SHORT PROBLEM:
Pick out every line below that contains the string "Query" with its capitalization matching exactly, and copy each of those lines.

INPUT MATERIAL:
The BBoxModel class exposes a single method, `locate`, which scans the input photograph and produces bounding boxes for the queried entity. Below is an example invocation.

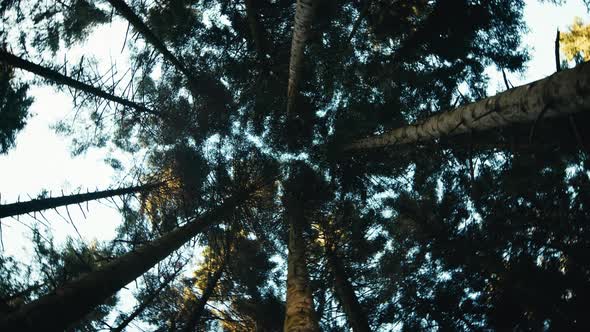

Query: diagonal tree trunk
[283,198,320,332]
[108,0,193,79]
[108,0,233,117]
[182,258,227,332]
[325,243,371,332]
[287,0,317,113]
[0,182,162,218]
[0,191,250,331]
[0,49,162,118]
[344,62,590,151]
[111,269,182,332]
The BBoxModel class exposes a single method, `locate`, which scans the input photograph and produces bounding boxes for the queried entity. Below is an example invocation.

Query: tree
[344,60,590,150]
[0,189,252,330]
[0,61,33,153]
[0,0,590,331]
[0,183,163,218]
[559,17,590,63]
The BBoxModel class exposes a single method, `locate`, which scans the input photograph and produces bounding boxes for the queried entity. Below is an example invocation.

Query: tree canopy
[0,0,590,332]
---
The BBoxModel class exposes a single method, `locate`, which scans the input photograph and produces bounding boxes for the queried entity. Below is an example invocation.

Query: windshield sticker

ANSWER BELOW:
Query: diagonal tree trunk
Query: tree
Query: tree canopy
Query: windshield sticker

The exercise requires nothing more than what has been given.